● SHORT EXERCISE 1:
In the dataframe string-matching thread below, why does the asker want something other than the plain `i == j` comparison, even though that code works? Answer in one to three sentences.
● SHORT EXERCISE 2:
Continue the dataframe string-matching thread below from the point where it stops.

● SELECTED EXTRACT:
• • • • •

Reputation: 325
I'm trying to compare the values in 2 dataframes. This is my code :
for i in df1['Searches']:
for j in df['Tags']:
if i == j:
print(i,j)
The code works. However, I want to account for cases where the strings don't entirely match, due to spacing, misspelling, or punctuation, but they should match given how much they have in common.
For instance:
Searches | Tags
----------------------------------
lightblue | light blue
light-blue | light blue
light blu | light blue
lite blue | light blue
liteblue | light blue
liteblu | light blue
light b l u e | light blue
light.blue | light blue
l i ght blue | light blue
I listed variations of possible strings that could show up under searches, and the string that it should match to under tags. Is there a way to account for those variations and still have them match?
Thank you for taking the time to read my question and help in any way you can.
Upvotes: 2
Views: 112
Reputation: 333
You can use a string similarity metric to determine a match. For example, here I use edit_distance
from the nltk
library:
import pandas as pd
from nltk.metrics.distance import edit_distance
searches = \
['lightblue',
'light-blue',
'light blu',
'lite blue',
'liteblue',
'liteblu',
'light b l u e',
'light.blue',
'l i ght blue',
'totally different string'
]
df = pd.DataFrame()
df['Searches'] = searches
df['Tags'] = 'light blue'
matches = []
distance_threshold = 5
for i in df['Searches']:
for j in df['Tags']:
if edit_distance(i, j) < distance_threshold:
# print(i,j)
matches.append(i)
print(list(set(matches)))

• • • • •

● RECORDS SHOWN:

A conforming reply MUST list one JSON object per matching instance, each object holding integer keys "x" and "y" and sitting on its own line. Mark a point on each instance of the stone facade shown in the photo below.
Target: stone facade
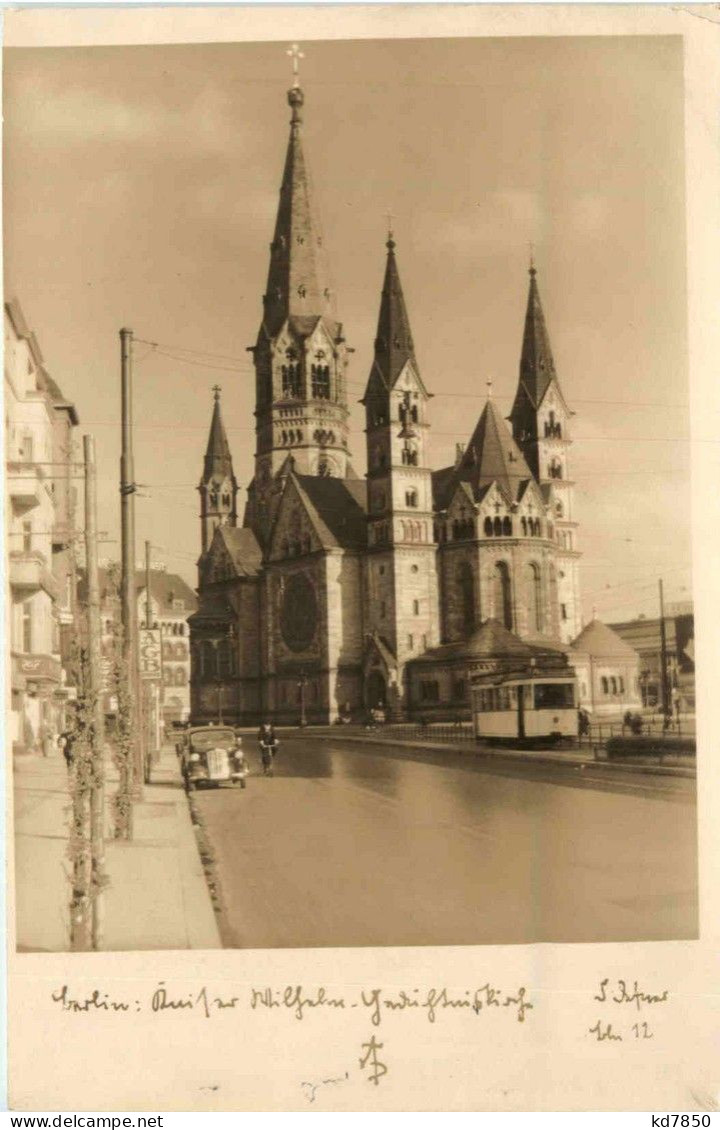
{"x": 335, "y": 587}
{"x": 40, "y": 509}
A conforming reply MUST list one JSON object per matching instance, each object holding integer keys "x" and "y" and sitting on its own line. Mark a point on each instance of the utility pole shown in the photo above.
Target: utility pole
{"x": 128, "y": 593}
{"x": 95, "y": 696}
{"x": 664, "y": 661}
{"x": 149, "y": 687}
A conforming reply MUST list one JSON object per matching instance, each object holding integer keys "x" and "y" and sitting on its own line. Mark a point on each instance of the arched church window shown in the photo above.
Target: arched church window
{"x": 535, "y": 598}
{"x": 503, "y": 599}
{"x": 466, "y": 588}
{"x": 209, "y": 660}
{"x": 320, "y": 375}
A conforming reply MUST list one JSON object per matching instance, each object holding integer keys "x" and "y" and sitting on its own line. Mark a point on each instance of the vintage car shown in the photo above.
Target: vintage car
{"x": 213, "y": 755}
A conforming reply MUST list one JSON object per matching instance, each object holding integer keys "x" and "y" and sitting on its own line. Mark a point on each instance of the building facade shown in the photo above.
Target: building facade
{"x": 644, "y": 635}
{"x": 608, "y": 671}
{"x": 172, "y": 602}
{"x": 335, "y": 585}
{"x": 40, "y": 509}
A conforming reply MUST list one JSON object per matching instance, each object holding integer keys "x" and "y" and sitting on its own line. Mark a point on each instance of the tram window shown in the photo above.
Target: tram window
{"x": 554, "y": 695}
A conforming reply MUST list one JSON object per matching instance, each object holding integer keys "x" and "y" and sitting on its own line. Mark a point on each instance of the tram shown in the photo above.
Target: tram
{"x": 526, "y": 709}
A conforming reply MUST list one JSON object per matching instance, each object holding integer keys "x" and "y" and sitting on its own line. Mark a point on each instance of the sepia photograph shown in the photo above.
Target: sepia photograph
{"x": 349, "y": 591}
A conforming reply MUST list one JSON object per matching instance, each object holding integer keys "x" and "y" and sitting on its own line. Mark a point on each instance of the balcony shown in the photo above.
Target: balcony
{"x": 29, "y": 573}
{"x": 25, "y": 486}
{"x": 28, "y": 669}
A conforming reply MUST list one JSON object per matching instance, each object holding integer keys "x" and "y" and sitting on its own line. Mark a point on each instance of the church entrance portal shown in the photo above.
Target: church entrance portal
{"x": 375, "y": 690}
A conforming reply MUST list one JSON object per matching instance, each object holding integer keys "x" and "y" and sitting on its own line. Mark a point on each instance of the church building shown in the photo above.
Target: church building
{"x": 336, "y": 588}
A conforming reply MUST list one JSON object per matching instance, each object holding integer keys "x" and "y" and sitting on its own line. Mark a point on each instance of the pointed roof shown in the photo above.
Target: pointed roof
{"x": 393, "y": 340}
{"x": 218, "y": 462}
{"x": 537, "y": 367}
{"x": 493, "y": 641}
{"x": 336, "y": 509}
{"x": 298, "y": 280}
{"x": 242, "y": 548}
{"x": 493, "y": 455}
{"x": 598, "y": 640}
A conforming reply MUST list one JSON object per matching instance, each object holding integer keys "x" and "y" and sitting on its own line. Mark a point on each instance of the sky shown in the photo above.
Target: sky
{"x": 140, "y": 190}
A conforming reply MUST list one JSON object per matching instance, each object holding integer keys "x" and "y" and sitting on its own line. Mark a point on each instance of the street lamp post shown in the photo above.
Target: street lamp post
{"x": 301, "y": 686}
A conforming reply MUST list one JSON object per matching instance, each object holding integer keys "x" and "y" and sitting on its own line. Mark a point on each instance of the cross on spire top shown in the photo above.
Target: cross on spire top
{"x": 295, "y": 54}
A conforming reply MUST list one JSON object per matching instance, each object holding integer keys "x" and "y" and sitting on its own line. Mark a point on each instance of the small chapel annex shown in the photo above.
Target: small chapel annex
{"x": 335, "y": 585}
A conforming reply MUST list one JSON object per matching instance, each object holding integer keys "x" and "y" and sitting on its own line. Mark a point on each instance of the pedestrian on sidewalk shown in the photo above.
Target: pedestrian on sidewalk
{"x": 67, "y": 741}
{"x": 268, "y": 747}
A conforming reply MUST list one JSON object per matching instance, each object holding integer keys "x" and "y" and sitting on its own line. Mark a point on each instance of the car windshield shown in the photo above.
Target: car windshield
{"x": 213, "y": 739}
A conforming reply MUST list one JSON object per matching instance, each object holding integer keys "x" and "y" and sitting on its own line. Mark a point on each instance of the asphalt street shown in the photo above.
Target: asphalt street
{"x": 371, "y": 845}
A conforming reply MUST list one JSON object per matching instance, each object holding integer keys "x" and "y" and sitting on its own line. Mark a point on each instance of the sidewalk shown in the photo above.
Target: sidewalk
{"x": 157, "y": 896}
{"x": 580, "y": 757}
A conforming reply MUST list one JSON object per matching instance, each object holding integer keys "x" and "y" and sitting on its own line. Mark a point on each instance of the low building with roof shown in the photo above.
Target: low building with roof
{"x": 608, "y": 670}
{"x": 644, "y": 635}
{"x": 440, "y": 680}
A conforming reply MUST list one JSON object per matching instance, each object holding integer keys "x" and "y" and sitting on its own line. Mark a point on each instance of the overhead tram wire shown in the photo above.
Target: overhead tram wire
{"x": 164, "y": 349}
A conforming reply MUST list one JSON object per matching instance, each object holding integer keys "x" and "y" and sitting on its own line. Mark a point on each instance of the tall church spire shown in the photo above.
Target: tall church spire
{"x": 537, "y": 374}
{"x": 537, "y": 367}
{"x": 540, "y": 425}
{"x": 393, "y": 340}
{"x": 300, "y": 355}
{"x": 298, "y": 280}
{"x": 218, "y": 461}
{"x": 218, "y": 486}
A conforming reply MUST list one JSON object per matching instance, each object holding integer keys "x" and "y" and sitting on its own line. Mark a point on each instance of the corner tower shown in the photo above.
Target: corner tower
{"x": 540, "y": 426}
{"x": 300, "y": 356}
{"x": 401, "y": 606}
{"x": 218, "y": 486}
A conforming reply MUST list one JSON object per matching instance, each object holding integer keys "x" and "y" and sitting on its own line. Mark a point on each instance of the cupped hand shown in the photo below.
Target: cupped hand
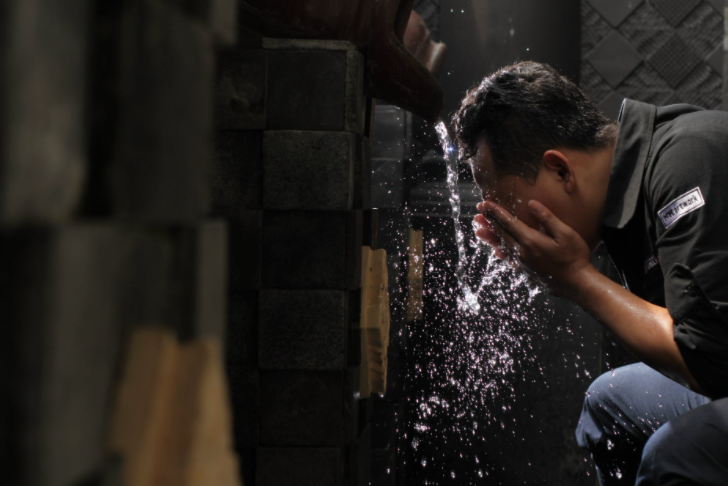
{"x": 555, "y": 256}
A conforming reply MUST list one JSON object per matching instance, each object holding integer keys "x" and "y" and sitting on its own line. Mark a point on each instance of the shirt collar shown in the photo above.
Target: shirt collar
{"x": 636, "y": 126}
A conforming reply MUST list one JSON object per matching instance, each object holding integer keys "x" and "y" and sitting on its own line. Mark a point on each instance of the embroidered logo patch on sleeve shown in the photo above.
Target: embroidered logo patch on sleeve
{"x": 685, "y": 204}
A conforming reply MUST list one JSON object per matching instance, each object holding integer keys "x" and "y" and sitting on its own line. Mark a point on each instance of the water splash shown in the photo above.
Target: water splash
{"x": 451, "y": 156}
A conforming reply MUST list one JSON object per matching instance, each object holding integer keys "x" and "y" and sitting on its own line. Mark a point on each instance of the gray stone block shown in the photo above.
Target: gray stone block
{"x": 219, "y": 15}
{"x": 60, "y": 298}
{"x": 300, "y": 466}
{"x": 241, "y": 89}
{"x": 43, "y": 90}
{"x": 384, "y": 467}
{"x": 303, "y": 329}
{"x": 241, "y": 338}
{"x": 392, "y": 132}
{"x": 354, "y": 351}
{"x": 162, "y": 160}
{"x": 309, "y": 170}
{"x": 308, "y": 408}
{"x": 312, "y": 249}
{"x": 370, "y": 228}
{"x": 326, "y": 93}
{"x": 363, "y": 175}
{"x": 237, "y": 182}
{"x": 200, "y": 273}
{"x": 245, "y": 250}
{"x": 244, "y": 383}
{"x": 358, "y": 464}
{"x": 388, "y": 190}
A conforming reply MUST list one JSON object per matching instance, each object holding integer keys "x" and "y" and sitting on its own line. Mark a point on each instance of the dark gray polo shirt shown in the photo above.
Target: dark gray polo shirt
{"x": 666, "y": 225}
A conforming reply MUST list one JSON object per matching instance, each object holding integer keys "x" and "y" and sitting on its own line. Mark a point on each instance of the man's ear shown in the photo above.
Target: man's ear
{"x": 560, "y": 165}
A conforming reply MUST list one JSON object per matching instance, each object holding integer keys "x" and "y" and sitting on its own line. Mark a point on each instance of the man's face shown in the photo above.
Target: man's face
{"x": 508, "y": 191}
{"x": 554, "y": 188}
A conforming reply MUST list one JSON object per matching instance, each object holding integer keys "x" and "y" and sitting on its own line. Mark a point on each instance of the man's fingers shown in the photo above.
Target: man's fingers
{"x": 517, "y": 229}
{"x": 554, "y": 226}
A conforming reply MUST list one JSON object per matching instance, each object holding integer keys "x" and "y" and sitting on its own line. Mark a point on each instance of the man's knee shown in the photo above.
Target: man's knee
{"x": 689, "y": 449}
{"x": 596, "y": 415}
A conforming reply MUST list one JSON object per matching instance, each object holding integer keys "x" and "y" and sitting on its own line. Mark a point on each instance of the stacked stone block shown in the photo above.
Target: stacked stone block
{"x": 106, "y": 136}
{"x": 391, "y": 154}
{"x": 292, "y": 180}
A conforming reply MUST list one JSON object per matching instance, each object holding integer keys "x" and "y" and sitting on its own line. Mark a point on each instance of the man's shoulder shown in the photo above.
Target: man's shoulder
{"x": 697, "y": 123}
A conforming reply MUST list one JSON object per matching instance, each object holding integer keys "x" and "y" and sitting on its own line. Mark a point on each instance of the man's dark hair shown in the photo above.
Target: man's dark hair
{"x": 524, "y": 110}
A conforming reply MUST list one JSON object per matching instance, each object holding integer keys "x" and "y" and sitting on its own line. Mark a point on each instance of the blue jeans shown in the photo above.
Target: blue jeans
{"x": 644, "y": 429}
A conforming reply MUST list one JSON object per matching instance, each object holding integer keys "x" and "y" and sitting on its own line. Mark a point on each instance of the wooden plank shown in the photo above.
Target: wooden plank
{"x": 172, "y": 423}
{"x": 415, "y": 276}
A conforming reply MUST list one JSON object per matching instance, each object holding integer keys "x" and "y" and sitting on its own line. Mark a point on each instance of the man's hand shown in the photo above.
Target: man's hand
{"x": 559, "y": 257}
{"x": 555, "y": 256}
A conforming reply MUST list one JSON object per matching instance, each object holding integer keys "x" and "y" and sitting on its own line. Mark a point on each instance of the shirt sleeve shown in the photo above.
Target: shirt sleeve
{"x": 687, "y": 191}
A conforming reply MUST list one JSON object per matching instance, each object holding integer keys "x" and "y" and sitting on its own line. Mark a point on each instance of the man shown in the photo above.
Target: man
{"x": 557, "y": 180}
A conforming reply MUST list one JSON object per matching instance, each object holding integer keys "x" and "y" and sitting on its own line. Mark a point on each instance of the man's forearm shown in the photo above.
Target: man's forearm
{"x": 644, "y": 328}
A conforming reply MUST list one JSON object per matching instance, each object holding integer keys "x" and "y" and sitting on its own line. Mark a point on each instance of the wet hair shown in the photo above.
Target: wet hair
{"x": 523, "y": 110}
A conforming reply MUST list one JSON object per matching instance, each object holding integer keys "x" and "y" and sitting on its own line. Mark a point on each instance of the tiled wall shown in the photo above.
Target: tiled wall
{"x": 658, "y": 51}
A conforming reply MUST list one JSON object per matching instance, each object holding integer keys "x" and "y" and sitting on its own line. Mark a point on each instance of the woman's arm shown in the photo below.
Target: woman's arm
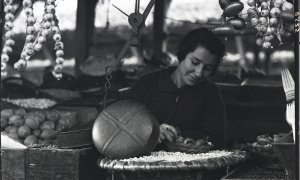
{"x": 213, "y": 117}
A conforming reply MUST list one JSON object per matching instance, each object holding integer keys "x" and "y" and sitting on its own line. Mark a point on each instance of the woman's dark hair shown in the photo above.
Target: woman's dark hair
{"x": 201, "y": 37}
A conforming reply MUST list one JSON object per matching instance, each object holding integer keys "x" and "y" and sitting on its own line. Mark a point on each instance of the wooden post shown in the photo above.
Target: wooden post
{"x": 84, "y": 31}
{"x": 158, "y": 30}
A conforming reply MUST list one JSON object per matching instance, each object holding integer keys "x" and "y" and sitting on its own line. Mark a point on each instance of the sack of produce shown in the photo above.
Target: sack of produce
{"x": 125, "y": 129}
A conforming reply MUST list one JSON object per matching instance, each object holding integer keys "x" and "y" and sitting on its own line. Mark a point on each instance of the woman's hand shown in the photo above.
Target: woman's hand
{"x": 167, "y": 133}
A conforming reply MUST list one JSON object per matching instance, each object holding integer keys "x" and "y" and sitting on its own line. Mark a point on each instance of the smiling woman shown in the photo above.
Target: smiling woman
{"x": 182, "y": 98}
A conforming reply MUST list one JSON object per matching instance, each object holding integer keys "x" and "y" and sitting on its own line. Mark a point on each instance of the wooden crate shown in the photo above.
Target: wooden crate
{"x": 48, "y": 163}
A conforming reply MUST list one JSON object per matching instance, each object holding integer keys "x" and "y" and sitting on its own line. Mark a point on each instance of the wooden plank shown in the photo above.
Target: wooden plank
{"x": 52, "y": 164}
{"x": 13, "y": 164}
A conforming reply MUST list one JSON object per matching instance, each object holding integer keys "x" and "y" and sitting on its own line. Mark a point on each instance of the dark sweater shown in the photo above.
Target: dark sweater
{"x": 198, "y": 111}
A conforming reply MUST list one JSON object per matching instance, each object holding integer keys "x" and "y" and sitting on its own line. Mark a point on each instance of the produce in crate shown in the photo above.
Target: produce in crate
{"x": 31, "y": 103}
{"x": 33, "y": 127}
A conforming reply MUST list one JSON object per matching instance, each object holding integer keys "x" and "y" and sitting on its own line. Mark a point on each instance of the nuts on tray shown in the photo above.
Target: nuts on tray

• • • • •

● WRITTEN RESPONSE 1:
The plain comparison only catches exact matches. The asker wants to catch searches that differ from a tag because of spacing, misspelling or punctuation but still have enough in common that they should count as matches, such as "lite blue" or "light.blue" for "light blue."

● WRITTEN RESPONSE 2:
Output:
['light.blue',
'light b l u e',
'lightblue',
'light blu',
'light-blue',
'lite blue',
'l i ght blue',
'liteblu',
'liteblue']
But you will have to adjust distance_threshold
to your liking or choose another metric that works better. See a list of metrics here:
https://www.nltk.org/api/nltk.metrics.distance.html
There are many other libraries that you can try as well. Just give it a search.
Upvotes: 1
Reputation: 93151
You are getting into fuzzy string matching. One way to do that is to use a similarity metric such as jaro_similarity
from the Natural Language Toolkit (NLTK):
from nltk.metrics.distance import jaro_similarity
df['jaro_similarity'] = df.apply(lambda row: jaro_similarity(row['Searches'], row['Tags']), axis=1)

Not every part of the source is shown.